[Lines of data]
━━━━━━━━━━━━━━━━━━━━
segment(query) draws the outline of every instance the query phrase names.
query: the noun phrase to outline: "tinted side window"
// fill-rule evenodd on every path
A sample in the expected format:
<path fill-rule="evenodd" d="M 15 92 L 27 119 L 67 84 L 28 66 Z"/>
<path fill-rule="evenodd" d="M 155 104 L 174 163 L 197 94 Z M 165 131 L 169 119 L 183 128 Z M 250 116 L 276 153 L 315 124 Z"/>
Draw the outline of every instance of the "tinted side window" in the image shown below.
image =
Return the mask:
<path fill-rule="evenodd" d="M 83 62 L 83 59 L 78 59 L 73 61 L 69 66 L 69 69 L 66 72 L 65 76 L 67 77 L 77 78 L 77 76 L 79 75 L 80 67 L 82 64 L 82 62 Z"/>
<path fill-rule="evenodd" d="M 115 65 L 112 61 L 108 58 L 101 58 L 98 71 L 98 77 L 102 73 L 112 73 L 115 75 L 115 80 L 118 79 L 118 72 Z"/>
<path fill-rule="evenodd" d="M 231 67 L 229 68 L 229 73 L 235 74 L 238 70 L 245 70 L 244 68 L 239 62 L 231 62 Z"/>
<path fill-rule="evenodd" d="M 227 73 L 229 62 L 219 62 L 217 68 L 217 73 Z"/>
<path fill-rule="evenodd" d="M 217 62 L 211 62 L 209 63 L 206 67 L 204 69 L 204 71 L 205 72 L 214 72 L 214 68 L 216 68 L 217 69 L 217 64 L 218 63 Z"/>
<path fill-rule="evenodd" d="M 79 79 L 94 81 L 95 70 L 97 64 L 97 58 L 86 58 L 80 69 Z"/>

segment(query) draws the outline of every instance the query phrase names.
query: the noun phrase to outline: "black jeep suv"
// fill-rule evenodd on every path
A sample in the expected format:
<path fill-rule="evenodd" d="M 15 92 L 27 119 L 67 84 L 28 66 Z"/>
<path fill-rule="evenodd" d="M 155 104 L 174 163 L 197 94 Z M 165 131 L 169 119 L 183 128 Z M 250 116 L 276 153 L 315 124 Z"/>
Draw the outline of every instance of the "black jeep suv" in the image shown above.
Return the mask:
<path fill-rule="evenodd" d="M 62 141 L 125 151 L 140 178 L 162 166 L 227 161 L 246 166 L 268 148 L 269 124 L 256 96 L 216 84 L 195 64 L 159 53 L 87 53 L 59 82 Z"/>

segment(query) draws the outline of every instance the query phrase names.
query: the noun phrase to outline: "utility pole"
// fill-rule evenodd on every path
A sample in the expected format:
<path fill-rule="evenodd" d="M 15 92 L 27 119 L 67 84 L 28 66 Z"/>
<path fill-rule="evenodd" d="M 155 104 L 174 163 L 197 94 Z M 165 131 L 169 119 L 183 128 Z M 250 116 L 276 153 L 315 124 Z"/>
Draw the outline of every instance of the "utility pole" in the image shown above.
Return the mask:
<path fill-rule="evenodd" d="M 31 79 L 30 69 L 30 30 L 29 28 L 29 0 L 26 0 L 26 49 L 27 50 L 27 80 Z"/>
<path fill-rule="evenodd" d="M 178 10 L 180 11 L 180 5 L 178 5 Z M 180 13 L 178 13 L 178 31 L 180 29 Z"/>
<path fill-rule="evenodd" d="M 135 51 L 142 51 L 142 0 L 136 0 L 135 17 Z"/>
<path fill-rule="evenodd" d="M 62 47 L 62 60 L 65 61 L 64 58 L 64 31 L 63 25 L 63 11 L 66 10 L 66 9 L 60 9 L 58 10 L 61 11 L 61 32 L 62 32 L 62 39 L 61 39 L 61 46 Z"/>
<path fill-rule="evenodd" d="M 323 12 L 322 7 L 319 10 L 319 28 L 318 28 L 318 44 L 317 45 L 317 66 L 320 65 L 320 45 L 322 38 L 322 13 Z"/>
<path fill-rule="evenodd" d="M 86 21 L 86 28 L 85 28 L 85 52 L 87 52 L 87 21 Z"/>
━━━━━━━━━━━━━━━━━━━━
## Goal
Each record must be returned exactly as it is written.

## Output below
segment(query) draws the outline of every instance the query phrase names.
query: the noun phrase to outline: "tinted side window"
// fill-rule evenodd on every path
A sample in the expected format:
<path fill-rule="evenodd" d="M 15 92 L 27 119 L 67 84 L 28 66 Z"/>
<path fill-rule="evenodd" d="M 155 104 L 174 163 L 197 94 Z M 165 131 L 169 119 L 183 128 Z M 250 116 L 276 153 L 315 124 Z"/>
Draw the outline of every instance of the "tinted side window" in the image shown below.
image =
Return the mask:
<path fill-rule="evenodd" d="M 83 62 L 83 59 L 78 59 L 73 61 L 69 66 L 69 69 L 66 72 L 65 76 L 67 77 L 77 78 L 77 76 L 79 75 L 80 67 L 82 64 L 82 62 Z"/>
<path fill-rule="evenodd" d="M 115 65 L 112 61 L 108 58 L 101 58 L 98 71 L 98 77 L 102 73 L 112 73 L 115 75 L 115 80 L 118 79 L 118 72 Z"/>
<path fill-rule="evenodd" d="M 231 67 L 229 68 L 229 73 L 235 74 L 238 70 L 245 70 L 244 68 L 239 62 L 231 62 Z"/>
<path fill-rule="evenodd" d="M 227 73 L 229 62 L 219 62 L 217 68 L 217 73 Z"/>
<path fill-rule="evenodd" d="M 217 62 L 211 62 L 209 63 L 206 67 L 204 69 L 204 71 L 205 72 L 214 72 L 214 68 L 216 68 L 217 69 L 217 64 L 218 63 Z"/>
<path fill-rule="evenodd" d="M 79 79 L 94 81 L 95 70 L 97 64 L 97 58 L 86 58 L 80 69 Z"/>

segment(query) draws the outline of every instance the query phrase names.
query: the noun phrase to outline: "black jeep suv"
// fill-rule evenodd on every path
A sample in the expected format:
<path fill-rule="evenodd" d="M 15 92 L 27 119 L 67 84 L 28 66 Z"/>
<path fill-rule="evenodd" d="M 155 104 L 174 163 L 197 94 Z M 165 131 L 169 119 L 183 128 Z M 250 116 L 276 153 L 315 124 Z"/>
Draw the outline of every instance of the "black jeep suv" in the image shown above.
Return the mask:
<path fill-rule="evenodd" d="M 62 141 L 125 151 L 140 178 L 162 166 L 227 161 L 246 166 L 268 148 L 269 124 L 256 96 L 216 84 L 195 64 L 159 53 L 87 53 L 59 82 Z"/>

segment(query) draws the outline of every instance the query phrase names.
query: the noun phrase to outline: "utility pole"
// fill-rule evenodd on every path
A sample in the expected format:
<path fill-rule="evenodd" d="M 15 92 L 27 119 L 67 84 L 28 66 Z"/>
<path fill-rule="evenodd" d="M 155 104 L 174 163 L 197 94 Z M 165 131 L 169 119 L 183 128 Z M 250 116 L 276 153 L 315 124 Z"/>
Draw the outline of every instance of the "utility pole" in the image shown above.
Return the mask:
<path fill-rule="evenodd" d="M 31 79 L 30 69 L 30 30 L 29 28 L 29 0 L 26 0 L 26 49 L 27 50 L 27 80 Z"/>
<path fill-rule="evenodd" d="M 178 10 L 180 11 L 180 5 L 178 5 Z M 180 13 L 178 13 L 178 31 L 180 29 Z"/>
<path fill-rule="evenodd" d="M 135 51 L 142 51 L 142 0 L 136 0 L 135 17 Z"/>
<path fill-rule="evenodd" d="M 62 47 L 62 60 L 65 61 L 64 58 L 64 31 L 63 25 L 63 11 L 66 10 L 66 9 L 60 9 L 58 10 L 61 11 L 61 32 L 62 32 L 62 39 L 61 39 L 61 46 Z"/>
<path fill-rule="evenodd" d="M 323 12 L 322 7 L 319 10 L 319 28 L 318 28 L 318 44 L 317 45 L 317 66 L 320 65 L 320 45 L 322 38 L 322 13 Z"/>
<path fill-rule="evenodd" d="M 86 21 L 86 28 L 85 28 L 85 52 L 87 52 L 87 21 Z"/>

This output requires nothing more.